### What the task asks
Set down exactly the lines from the one containing "Where can you spot the stairway?" through the last line of the data below, and no others.

### Supplied records
___

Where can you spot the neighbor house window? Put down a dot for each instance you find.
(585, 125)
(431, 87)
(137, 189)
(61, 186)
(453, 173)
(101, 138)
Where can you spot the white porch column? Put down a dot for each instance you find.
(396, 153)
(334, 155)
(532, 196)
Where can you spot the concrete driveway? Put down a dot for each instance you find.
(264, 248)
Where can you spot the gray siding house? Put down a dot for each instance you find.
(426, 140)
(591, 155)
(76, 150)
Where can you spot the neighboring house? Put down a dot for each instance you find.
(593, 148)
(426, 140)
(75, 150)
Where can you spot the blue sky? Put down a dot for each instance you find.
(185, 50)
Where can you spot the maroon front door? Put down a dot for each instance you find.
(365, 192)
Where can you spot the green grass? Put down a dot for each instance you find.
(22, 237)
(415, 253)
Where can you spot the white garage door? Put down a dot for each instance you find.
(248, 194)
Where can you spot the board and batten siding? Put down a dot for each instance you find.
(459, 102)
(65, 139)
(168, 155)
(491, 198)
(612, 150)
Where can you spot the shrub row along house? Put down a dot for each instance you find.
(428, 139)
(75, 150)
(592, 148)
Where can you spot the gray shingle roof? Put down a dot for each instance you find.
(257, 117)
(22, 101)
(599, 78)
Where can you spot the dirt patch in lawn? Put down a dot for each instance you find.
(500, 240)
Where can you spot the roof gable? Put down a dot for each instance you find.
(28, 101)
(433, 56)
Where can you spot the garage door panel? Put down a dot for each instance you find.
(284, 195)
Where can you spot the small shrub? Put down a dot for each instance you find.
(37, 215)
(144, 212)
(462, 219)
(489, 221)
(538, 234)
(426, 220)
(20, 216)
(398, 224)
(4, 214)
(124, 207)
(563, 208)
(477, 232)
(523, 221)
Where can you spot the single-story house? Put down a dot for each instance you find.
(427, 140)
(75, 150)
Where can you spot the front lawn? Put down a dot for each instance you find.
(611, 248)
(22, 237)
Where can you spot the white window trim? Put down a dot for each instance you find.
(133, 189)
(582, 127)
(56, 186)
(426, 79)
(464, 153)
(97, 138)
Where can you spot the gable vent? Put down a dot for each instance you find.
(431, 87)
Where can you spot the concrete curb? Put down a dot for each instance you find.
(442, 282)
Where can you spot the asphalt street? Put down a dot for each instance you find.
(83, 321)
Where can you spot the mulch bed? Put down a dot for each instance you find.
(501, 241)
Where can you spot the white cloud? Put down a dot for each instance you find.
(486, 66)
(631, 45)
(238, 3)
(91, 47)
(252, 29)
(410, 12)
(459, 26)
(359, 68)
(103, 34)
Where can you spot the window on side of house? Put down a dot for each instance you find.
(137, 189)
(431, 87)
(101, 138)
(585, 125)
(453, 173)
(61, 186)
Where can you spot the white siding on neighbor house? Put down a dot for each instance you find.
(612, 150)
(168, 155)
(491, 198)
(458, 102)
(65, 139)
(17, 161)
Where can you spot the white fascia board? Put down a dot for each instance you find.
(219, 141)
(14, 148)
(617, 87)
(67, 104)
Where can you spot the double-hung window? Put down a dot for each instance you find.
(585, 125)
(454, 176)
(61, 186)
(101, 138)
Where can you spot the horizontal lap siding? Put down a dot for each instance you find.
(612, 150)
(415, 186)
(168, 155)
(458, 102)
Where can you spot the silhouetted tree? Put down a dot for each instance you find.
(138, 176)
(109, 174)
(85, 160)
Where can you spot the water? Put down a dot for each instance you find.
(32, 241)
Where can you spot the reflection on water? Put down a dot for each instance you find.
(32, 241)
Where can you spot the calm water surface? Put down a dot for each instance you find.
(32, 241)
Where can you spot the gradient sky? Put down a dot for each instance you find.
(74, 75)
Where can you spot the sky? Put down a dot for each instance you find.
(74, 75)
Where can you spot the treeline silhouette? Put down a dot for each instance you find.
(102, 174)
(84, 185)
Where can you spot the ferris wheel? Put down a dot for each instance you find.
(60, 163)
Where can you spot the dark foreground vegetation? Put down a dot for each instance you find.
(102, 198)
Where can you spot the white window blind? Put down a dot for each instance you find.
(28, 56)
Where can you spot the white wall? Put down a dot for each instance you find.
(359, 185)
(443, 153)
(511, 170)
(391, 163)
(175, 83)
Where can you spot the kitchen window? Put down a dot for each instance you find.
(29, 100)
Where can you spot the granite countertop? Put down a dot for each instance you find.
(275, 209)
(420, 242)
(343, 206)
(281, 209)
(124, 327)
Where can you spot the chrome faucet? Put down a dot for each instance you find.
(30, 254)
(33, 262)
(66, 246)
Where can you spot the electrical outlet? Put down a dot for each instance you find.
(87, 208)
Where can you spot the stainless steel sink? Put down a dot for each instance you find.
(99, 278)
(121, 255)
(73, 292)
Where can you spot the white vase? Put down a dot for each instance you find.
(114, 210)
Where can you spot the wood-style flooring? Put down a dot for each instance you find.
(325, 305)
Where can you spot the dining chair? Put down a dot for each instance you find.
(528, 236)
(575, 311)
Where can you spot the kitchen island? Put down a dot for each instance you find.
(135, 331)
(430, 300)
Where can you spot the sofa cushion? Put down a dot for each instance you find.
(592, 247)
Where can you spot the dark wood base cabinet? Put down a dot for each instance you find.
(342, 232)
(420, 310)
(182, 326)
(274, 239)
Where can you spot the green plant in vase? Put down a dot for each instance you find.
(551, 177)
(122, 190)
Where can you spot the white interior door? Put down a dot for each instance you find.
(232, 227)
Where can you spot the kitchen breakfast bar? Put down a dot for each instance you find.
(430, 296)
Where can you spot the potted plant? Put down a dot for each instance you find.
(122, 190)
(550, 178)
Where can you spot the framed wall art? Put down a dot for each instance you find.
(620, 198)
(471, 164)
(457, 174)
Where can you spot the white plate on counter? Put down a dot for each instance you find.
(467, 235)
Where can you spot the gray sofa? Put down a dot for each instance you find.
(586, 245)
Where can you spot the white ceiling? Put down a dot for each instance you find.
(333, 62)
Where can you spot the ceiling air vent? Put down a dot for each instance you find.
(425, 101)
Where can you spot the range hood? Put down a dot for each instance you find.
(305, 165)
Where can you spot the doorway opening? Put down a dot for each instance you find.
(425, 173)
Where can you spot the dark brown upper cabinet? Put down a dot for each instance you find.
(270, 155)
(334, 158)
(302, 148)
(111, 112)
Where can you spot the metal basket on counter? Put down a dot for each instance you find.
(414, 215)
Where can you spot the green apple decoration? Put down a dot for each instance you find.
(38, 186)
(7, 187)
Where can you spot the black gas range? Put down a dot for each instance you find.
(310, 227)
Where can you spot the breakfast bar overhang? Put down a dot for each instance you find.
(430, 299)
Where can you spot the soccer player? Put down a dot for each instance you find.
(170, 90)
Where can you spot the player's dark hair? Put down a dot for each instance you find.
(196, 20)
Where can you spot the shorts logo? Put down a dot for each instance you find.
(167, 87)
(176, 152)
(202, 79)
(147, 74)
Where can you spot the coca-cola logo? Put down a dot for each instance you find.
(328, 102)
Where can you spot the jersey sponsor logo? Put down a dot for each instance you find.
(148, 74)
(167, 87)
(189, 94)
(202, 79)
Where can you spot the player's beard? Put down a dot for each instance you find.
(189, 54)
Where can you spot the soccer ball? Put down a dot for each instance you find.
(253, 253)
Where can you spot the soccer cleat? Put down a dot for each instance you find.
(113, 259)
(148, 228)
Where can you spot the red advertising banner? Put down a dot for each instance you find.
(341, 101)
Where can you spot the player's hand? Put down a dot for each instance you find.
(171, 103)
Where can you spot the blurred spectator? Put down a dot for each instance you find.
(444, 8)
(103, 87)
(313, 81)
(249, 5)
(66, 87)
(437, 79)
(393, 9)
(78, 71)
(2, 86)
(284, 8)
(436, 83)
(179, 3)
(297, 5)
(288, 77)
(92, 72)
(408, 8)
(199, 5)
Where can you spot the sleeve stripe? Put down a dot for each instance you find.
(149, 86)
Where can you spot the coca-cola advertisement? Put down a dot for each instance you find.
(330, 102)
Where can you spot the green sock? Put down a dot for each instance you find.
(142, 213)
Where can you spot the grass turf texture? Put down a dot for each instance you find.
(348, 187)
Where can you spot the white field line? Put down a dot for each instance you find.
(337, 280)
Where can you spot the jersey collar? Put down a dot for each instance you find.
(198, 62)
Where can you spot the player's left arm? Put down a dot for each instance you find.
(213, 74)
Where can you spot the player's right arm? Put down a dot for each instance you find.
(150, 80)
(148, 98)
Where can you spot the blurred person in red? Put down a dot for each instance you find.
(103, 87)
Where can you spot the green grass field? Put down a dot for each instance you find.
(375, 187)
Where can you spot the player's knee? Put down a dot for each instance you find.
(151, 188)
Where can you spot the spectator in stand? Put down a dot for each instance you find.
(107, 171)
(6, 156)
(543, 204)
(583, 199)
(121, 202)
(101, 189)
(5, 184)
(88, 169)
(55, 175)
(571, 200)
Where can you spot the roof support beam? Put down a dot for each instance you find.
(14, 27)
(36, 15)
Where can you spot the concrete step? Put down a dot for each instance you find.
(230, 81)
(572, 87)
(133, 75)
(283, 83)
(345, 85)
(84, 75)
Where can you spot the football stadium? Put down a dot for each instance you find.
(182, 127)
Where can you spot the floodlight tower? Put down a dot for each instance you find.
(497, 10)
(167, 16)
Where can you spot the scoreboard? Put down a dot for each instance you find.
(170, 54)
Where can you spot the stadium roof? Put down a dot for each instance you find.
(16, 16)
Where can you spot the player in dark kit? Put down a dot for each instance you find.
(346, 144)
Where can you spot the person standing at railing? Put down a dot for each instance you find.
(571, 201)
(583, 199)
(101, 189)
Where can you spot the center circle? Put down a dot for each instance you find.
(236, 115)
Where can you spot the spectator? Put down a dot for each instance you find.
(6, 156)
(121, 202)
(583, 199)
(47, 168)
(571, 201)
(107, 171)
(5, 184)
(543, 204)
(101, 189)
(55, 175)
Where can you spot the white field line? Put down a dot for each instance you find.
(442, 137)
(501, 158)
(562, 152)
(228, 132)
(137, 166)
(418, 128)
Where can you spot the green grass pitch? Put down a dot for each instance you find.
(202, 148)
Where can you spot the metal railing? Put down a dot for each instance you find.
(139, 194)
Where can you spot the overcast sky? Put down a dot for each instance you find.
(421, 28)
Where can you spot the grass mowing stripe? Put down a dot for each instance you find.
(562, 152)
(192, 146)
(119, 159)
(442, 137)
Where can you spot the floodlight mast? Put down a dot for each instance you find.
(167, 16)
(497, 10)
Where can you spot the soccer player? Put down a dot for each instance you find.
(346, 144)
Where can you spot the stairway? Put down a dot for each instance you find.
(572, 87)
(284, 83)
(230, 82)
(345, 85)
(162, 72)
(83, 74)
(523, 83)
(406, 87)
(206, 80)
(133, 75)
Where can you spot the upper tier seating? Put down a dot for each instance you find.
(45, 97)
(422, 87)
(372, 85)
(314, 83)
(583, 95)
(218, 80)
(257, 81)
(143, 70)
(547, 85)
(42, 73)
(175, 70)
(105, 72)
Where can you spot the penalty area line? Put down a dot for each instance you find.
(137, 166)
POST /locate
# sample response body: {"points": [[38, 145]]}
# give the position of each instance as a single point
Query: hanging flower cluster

___

### Response box
Where can you spot the stairway? Put down a dot for each instance you find.
(572, 87)
(284, 83)
(230, 82)
(345, 85)
(162, 72)
(83, 74)
(523, 83)
(406, 87)
(206, 80)
(133, 75)
Where can you spot the upper tier seating? Put down a dot for each instance you find.
(45, 97)
(422, 87)
(372, 85)
(314, 83)
(583, 95)
(218, 80)
(257, 81)
(143, 70)
(547, 85)
(42, 73)
(175, 70)
(105, 72)
Where can you spot the penalty area line? Put down a dot for each instance you find.
(137, 166)
POST /locate
# sample response body: {"points": [[38, 145]]}
# give the position of each instance as a single point
Query: hanging flower cluster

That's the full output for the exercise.